■ Prompt ■
Could you restate all of the entries, word for word?

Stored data
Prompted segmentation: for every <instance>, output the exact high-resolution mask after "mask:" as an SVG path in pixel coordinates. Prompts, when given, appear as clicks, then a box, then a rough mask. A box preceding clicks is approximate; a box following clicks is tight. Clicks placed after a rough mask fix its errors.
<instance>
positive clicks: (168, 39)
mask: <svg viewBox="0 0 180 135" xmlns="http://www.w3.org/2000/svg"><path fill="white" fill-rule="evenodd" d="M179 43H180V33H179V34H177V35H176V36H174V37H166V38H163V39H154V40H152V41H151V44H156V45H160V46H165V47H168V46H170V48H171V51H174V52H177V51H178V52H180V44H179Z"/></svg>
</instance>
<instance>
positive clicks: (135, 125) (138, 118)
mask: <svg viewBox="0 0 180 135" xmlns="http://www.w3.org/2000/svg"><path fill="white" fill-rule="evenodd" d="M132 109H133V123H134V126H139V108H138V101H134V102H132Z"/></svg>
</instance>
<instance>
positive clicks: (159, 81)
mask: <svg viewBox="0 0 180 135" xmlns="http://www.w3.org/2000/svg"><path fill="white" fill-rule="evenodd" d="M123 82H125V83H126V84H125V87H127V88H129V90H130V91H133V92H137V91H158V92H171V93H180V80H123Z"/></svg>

■ Answer to the exercise ■
Prompted segmentation: for every <instance>, output the exact high-resolution mask after "mask:" as an SVG path in pixel coordinates. Prompts, when given, appear as clicks, then a box, then a rough mask. A box preceding clicks is approximate; a box following clicks is tight. Clicks placed after a rough mask fix its errors.
<instance>
positive clicks: (168, 39)
mask: <svg viewBox="0 0 180 135" xmlns="http://www.w3.org/2000/svg"><path fill="white" fill-rule="evenodd" d="M179 43H180V33H179V34H177V35H176V36H174V37H166V38H163V39H154V40H152V41H151V44H156V45H160V46H165V47H168V46H170V48H171V51H174V52H177V51H178V52H180V44H179Z"/></svg>
</instance>
<instance>
positive clicks: (135, 125) (138, 118)
mask: <svg viewBox="0 0 180 135" xmlns="http://www.w3.org/2000/svg"><path fill="white" fill-rule="evenodd" d="M132 109H133V123H134V126H139V108H138V101H134V102H132Z"/></svg>
</instance>
<instance>
positive clicks: (159, 81)
mask: <svg viewBox="0 0 180 135" xmlns="http://www.w3.org/2000/svg"><path fill="white" fill-rule="evenodd" d="M123 82H125V83H126V84H125V87H127V88H129V90H130V91H133V92H137V91H158V92H171V93H180V80H123Z"/></svg>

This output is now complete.